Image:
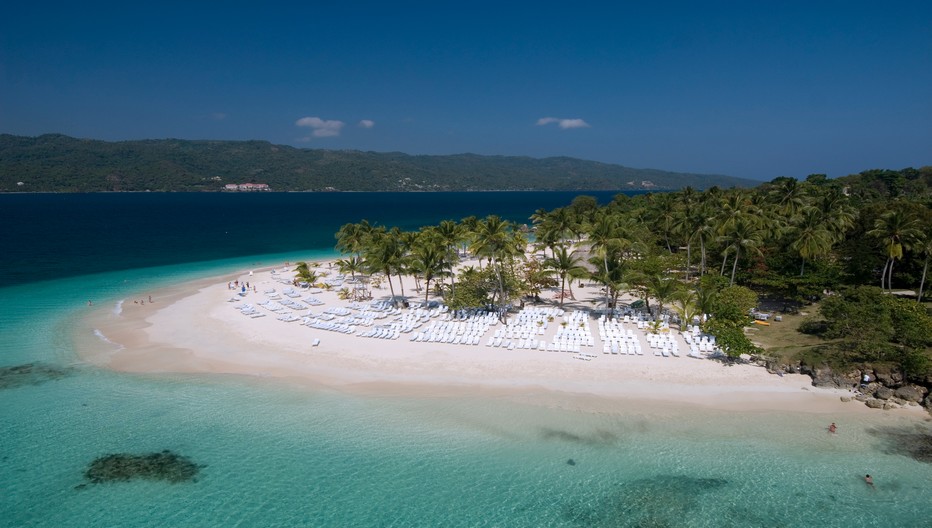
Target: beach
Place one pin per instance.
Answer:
(199, 327)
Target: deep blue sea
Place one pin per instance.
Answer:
(281, 455)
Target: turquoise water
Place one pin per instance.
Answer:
(276, 454)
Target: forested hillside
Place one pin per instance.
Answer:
(57, 163)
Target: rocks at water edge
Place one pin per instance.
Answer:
(122, 467)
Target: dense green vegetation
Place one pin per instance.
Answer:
(56, 163)
(711, 255)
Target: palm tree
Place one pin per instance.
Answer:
(565, 264)
(352, 237)
(896, 229)
(742, 235)
(788, 195)
(428, 257)
(351, 265)
(304, 273)
(811, 236)
(926, 249)
(494, 240)
(383, 253)
(664, 289)
(685, 306)
(609, 235)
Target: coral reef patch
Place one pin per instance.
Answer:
(664, 500)
(30, 374)
(914, 442)
(122, 467)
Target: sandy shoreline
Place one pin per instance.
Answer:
(195, 328)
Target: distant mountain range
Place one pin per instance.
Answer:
(58, 163)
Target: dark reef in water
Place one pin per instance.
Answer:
(121, 467)
(599, 437)
(30, 374)
(664, 500)
(914, 442)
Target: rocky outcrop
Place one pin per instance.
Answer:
(885, 386)
(883, 393)
(911, 393)
(826, 378)
(119, 467)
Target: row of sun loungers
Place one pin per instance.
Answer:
(435, 323)
(381, 333)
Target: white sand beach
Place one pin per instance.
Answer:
(197, 328)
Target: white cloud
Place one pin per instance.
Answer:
(321, 127)
(563, 123)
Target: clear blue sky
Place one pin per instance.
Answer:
(752, 89)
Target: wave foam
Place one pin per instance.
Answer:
(100, 335)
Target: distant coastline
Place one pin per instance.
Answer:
(54, 162)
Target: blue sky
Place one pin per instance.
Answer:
(748, 89)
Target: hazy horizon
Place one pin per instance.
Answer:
(748, 91)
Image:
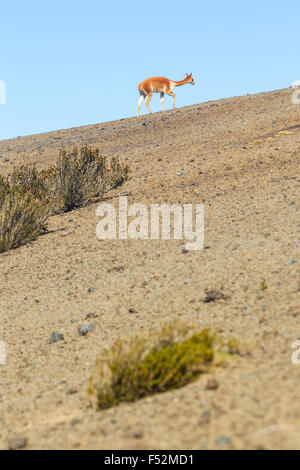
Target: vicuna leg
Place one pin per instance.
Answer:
(139, 104)
(148, 101)
(172, 94)
(162, 101)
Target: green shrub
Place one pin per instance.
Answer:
(29, 195)
(4, 188)
(151, 364)
(22, 219)
(83, 176)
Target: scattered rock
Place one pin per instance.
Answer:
(56, 337)
(290, 261)
(223, 441)
(213, 295)
(85, 329)
(212, 384)
(17, 442)
(132, 310)
(205, 418)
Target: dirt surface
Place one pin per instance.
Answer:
(248, 177)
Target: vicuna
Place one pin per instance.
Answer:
(160, 85)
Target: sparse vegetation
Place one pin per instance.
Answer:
(22, 219)
(29, 196)
(145, 365)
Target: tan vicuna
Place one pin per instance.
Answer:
(160, 85)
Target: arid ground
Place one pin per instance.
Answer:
(241, 158)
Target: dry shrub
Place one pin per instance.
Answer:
(83, 176)
(22, 219)
(149, 364)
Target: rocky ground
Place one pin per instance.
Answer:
(241, 158)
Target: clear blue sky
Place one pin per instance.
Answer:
(68, 63)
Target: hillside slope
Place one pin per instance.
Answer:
(246, 173)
■ ■ ■ ■ ■
The records above should be retyped in full and exactly; omit the pictures.

▶ [COMPLETED EXERCISE]:
Image:
Target: beach
Place one pin per instance.
Answer:
(199, 327)
Target: deep blue sea
Place one pin per instance.
Answer:
(281, 455)
Target: turquoise water
Place one pin per instance.
Answer:
(276, 454)
Target: forested hillside
Place one pin per instance.
Answer:
(57, 163)
Target: rocks at water edge
Place one pin per instance.
Answer:
(122, 467)
Target: dense green vegetation
Place one pin per instance.
Answer:
(56, 163)
(711, 255)
Target: palm tree
Place one pin per instance.
Answer:
(565, 264)
(352, 237)
(896, 229)
(742, 235)
(788, 195)
(428, 257)
(351, 265)
(304, 273)
(811, 236)
(926, 249)
(494, 240)
(383, 253)
(664, 289)
(685, 306)
(609, 235)
Target: coral reef patch
Place one pin per instance.
Answer:
(664, 500)
(30, 374)
(914, 442)
(122, 467)
Target: sandy shoreline
Place one pin per instance.
Answer:
(195, 328)
Target: distant mountain range
Place one pin per instance.
Answer:
(58, 163)
Target: dark reef in water
Place one pin per instance.
Answer:
(121, 467)
(599, 437)
(30, 374)
(664, 500)
(914, 442)
Target: rocky outcrop
Place one pin per instance.
Answer:
(885, 386)
(883, 393)
(911, 393)
(826, 378)
(119, 467)
Target: row of sun loungers
Place one pin per instance.
Answer:
(435, 323)
(381, 333)
Target: white sand beach
Place one pin per instance.
Answer:
(197, 328)
Target: white cloud
Place one pin per instance.
Answer:
(321, 127)
(563, 123)
Target: clear blue sky
Place one pin per instance.
Answer:
(752, 89)
Target: wave foam
Place one pin per instance.
Answer:
(100, 335)
Target: distant coastline
Place one pin per instance.
Answer:
(54, 162)
Target: blue sky
Place one pin per instance.
Answer:
(748, 89)
Target: hazy horizon
Place one pin per instance.
Answer:
(748, 91)
Image:
Target: vicuna leg
Place one pin per instance.
Answer:
(139, 104)
(148, 101)
(172, 94)
(162, 101)
Target: green shrub
Place one pin per instance.
Answer:
(29, 195)
(4, 188)
(151, 364)
(22, 219)
(83, 176)
Target: scattered rock
Place one pin per instance.
Answer:
(56, 337)
(290, 261)
(223, 441)
(213, 295)
(85, 329)
(212, 384)
(17, 442)
(132, 310)
(205, 418)
Target: dirt surface
Place one pin per instance.
Answer:
(248, 177)
Target: vicuna
Place one pin per instance.
Answer:
(160, 85)
Target: sparse vegetation
Place one pin per instance.
Answer:
(22, 219)
(29, 196)
(145, 365)
Target: tan vicuna
Place one pin per instance.
Answer:
(160, 85)
Target: arid ground
Place one pin per instance.
Answer:
(241, 158)
Target: dry shrub
Place one pin per instance.
Answer:
(83, 176)
(22, 219)
(149, 364)
Target: rocky ground
Place one pin per instance.
Answer:
(241, 158)
Target: clear blue sky
Place one pin per instance.
Answer:
(68, 63)
Target: hillside slope
Place one pin per instance.
Answer:
(246, 173)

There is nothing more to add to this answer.